PAGE EXCERPT section start
I never though of Martin Luther King as a philosopher but I guess he is. His philosophy was to set his people free and improve human rights. To paraphrase Bertrand Russell, circumstances determined his philosophy and in turn his philosophy determined circumstances. He is what is know as an operational philosopher, one who put his philosophy into practice and walked the talk, as you said Bill.

However, could he have been such a forceful philosopher in an earlier time? Would people have listened to his message 20 years earlier, before WWII? I don't think so. He was definitely a philosopher for his time, whose message was precisely for the times. His philosophy alined itself perfectly with the sociopolitical events of the day.

What made his philosophy especially poignant and powerful was that the world was ready for it. Prior to King the world was engrossed in other issues, like recovering from wars. Also, the technology to get his especially important message out did not exist. It was television that created the mass audience that made the difference. Without television I don't thing enough people would have understood what King was talking about, in order to make an impact. The people who counted and could make a difference saw on television, for the first time, the injustices perpetrated in the south of the US against fellow human beings. People were rallied and motivated by what they saw on TV to demand civil rights for all. King's words gave it all the more meaning.
PAGE EXCERPT section end
INFORMATION section start
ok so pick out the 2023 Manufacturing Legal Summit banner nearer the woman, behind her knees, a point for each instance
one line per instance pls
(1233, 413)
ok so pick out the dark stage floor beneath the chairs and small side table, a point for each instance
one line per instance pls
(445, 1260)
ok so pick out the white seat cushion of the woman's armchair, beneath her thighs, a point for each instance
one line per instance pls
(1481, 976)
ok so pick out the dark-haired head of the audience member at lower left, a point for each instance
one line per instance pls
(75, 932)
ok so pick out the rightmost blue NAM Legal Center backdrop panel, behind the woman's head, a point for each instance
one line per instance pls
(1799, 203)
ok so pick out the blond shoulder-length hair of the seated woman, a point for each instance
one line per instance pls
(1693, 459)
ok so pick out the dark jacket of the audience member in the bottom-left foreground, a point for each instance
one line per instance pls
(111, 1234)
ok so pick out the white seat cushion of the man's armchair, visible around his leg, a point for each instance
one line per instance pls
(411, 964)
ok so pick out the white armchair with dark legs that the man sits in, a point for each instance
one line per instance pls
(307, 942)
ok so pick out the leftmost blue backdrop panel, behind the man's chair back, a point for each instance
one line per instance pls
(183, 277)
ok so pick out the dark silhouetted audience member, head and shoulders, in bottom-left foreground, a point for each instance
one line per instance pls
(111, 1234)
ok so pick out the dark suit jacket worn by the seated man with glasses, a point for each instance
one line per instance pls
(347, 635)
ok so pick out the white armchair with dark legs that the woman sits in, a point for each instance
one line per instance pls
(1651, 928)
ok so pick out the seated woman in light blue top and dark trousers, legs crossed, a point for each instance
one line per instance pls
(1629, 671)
INFORMATION section end
(EXERCISE PROMPT): According to the post about Martin Luther King, what created the mass audience that made the difference? Please answer in a few words. These lines have no connection to the post about Martin Luther King.

(REPLY): Television.